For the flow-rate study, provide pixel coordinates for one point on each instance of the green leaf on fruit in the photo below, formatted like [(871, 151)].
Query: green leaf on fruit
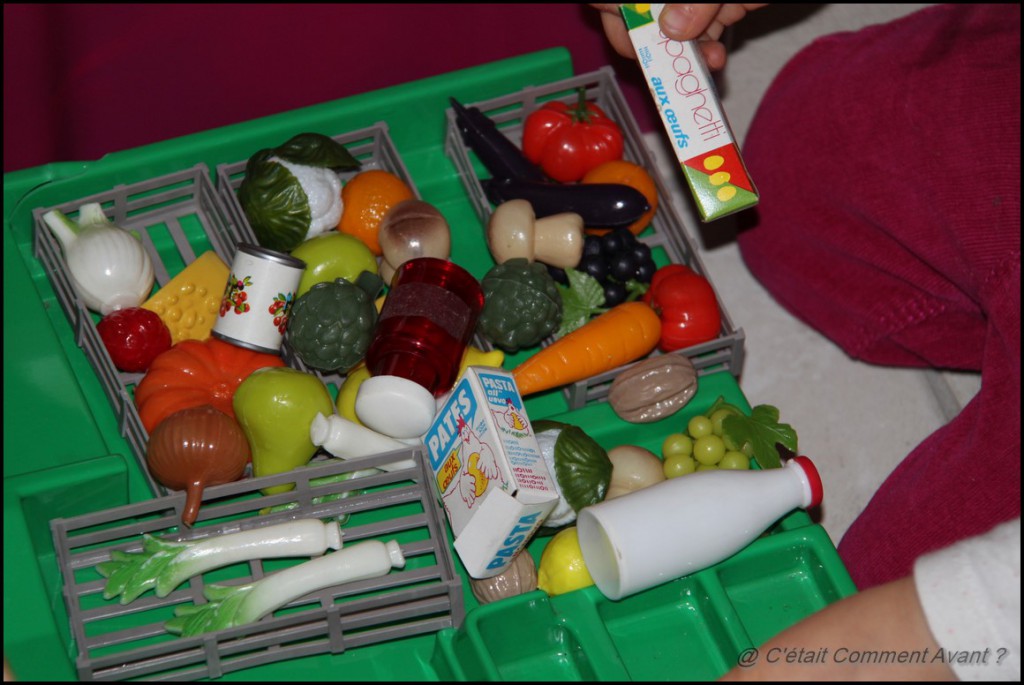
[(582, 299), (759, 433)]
---
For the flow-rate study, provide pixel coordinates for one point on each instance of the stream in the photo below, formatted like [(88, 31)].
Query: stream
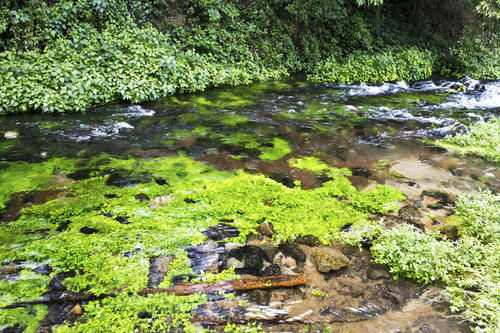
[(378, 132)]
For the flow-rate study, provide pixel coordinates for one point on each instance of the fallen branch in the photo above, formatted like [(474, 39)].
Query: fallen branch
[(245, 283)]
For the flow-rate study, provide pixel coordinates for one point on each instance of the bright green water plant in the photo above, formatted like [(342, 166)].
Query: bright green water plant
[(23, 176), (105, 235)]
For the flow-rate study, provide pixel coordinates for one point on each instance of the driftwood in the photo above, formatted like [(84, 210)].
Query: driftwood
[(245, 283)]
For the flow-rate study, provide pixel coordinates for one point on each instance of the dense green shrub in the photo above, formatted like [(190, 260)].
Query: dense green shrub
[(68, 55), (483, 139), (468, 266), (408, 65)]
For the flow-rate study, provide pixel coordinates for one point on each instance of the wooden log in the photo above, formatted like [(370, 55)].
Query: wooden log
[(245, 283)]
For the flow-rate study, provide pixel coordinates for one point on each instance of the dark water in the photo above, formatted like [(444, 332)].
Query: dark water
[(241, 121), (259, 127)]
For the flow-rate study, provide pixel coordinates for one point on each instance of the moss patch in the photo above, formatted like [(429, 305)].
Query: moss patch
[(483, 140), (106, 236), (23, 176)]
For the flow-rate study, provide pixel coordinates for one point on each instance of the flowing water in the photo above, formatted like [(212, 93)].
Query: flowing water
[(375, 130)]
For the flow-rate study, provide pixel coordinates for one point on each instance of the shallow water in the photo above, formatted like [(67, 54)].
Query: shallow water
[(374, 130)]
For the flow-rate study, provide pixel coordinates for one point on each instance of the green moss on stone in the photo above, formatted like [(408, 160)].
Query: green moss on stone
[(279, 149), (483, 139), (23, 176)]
--
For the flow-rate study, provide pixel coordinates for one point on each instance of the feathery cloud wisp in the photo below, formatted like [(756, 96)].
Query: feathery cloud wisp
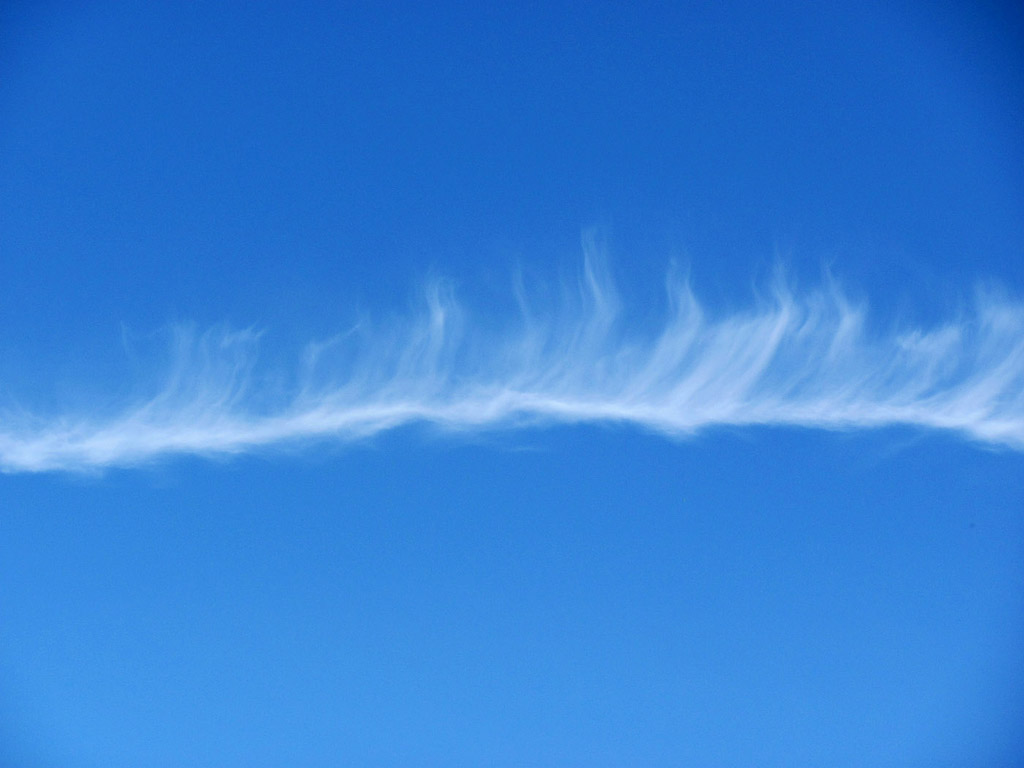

# TASK STATEMENT:
Gather every line of the material above that contains the string "branch". Case matters.

# OUTPUT:
For the flow-rate study, provide pixel coordinates for one point on each instance of the fallen branch in the photo above, formatted like [(474, 39)].
Query: fallen branch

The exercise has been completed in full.